Task A » In the GDAL ticket below about SRID handling in the PG driver, list every header field that has a value filled in, along with that value.
Task B » Extend the GDAL ticket below about SRID handling in the PG driver, picking up right after the last sentence shown.

Given text »
— BEGIN —
Opened 11 years ago

Closed 9 years ago

#5131 closed defect (fixed)

PG Driver less tolerant with SRID definition in 1.10 vs 1.9

Reported by: AlexGacon Owned by: warmerdam
Priority: normal Milestone: 1.10.2
Component: OGR_SF Version: 1.10.0
Severity: normal Keywords: srid
Cc:

Description

I am migrating my project from GDAL 1.9.0 to 1.10.0 and I have regressions in some features of my software.

The problem is related with a postgres view which is not declared in geometry_columns.

In version 1.9.0, since GDAL always asks the SRID with getsrid, it retrieved the SRID without problem.

In version 1.10.0, GDAL find a geometry column, a table name and a schema in the request and thus retrieve the SRID from geometry_columns. The SRID is not found, so we get a -1 value and the request fails.

I manage to fix the problem in my software by changing in OGRPGResultLayer::GetSpatialRef, line 356:

if( nSRSId == UNDETERMINED_SRID )

by

if( nSRSId == UNDETERMINED_SRID || nSRSId == -1)

Could this fix be integrated in the trunk ?

Change History (41)

comment:1 by Even Rouault, 11 years ago

I suppose you are using PostGIS 1.X and not PostGIS 2.0 ? Well, the current behaviour doesn't particularly shock me. Spatial tables or views should be registered in the geometry_columns table. By the way, I've tried with 1.9 and I've the same result as in 1.10

I've created a view like this :

ogr2ogr -f postgresql pg:dbname=autotest poly.shp -overwrite
ogrinfo pg:dbname=autotest -sql "create view poly_view as select * from poly"

And neither "ogrinfo pg:dbname=autotest poly_view" nor "ogrinfo pg:dbname=autotest -sql "select * from poly_view"" report the SRS in 1.9 or 1.10

But if I do : INSERT INTO geometry_columns VALUES ( , 'public', 'poly_view', 'wkb_geometry', 2, 4328, 'POLYGON')
— END —
Provided data »
— BEGIN —
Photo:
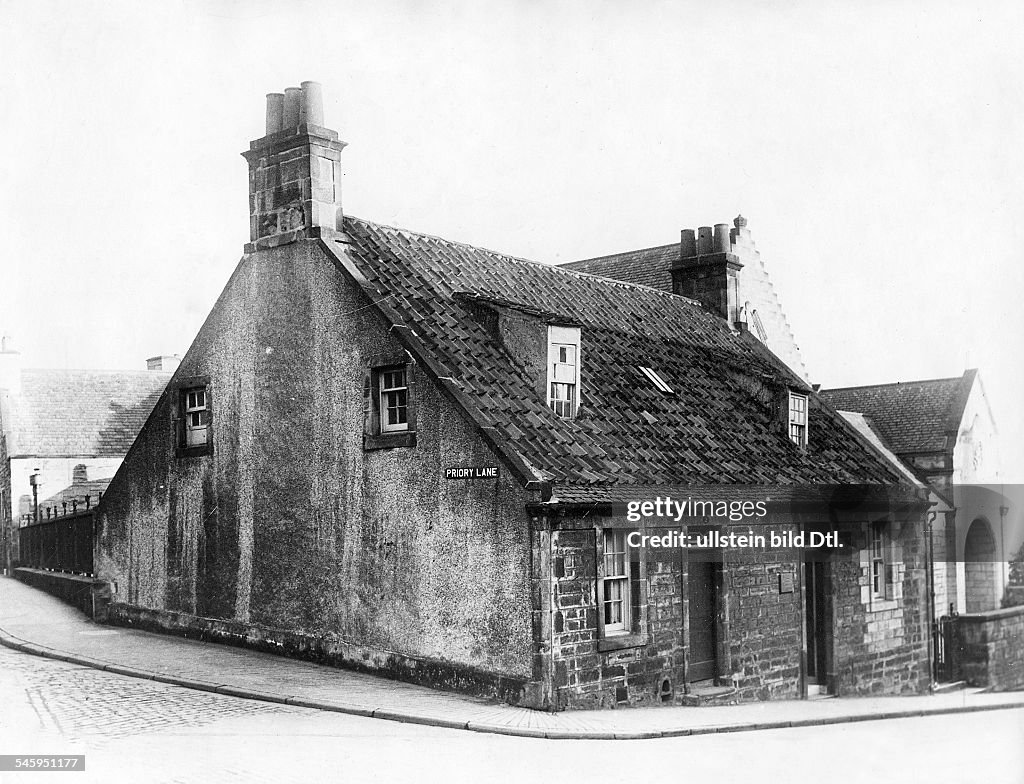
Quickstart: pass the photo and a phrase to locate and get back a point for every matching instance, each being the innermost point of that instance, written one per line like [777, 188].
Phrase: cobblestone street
— END —
Reply A »
Reported by: AlexGacon
Owned by: warmerdam
Priority: normal
Milestone: 1.10.2
Component: OGR_SF
Version: 1.10.0
Severity: normal
Keywords: srid

Reply B »
then both "ogrinfo pg:dbname=autotest poly_view" nor "ogrinfo pg:dbname=autotest -sql "select * from poly_view"" report the SRS

So perhaps could you give a reproducable way of how to create the table, view and the query you do on it. But I think that inserting into geometry_columns will be anyway the proper way of fixing your issue.

comment:2 by AlexGacon, 11 years ago

First, I don't work with GDAL through ogrinfo and ogr2ogr but directly with the C++ API.

Second, the problem occurs when you use a spatial filter : in this case, the additional where clause generated by GDAL is wrong, postgis reports an error in the request, because of a difference of SRID between the filter and the query.

Moreover if you want to compare a previous behavior, you have to take care to test against the version 1.9.0, the version 1.9.2 already includes the change.

I have already several customers who have an installation with the view and I would like to avoid to send them a patch to be able to use the next version of my software.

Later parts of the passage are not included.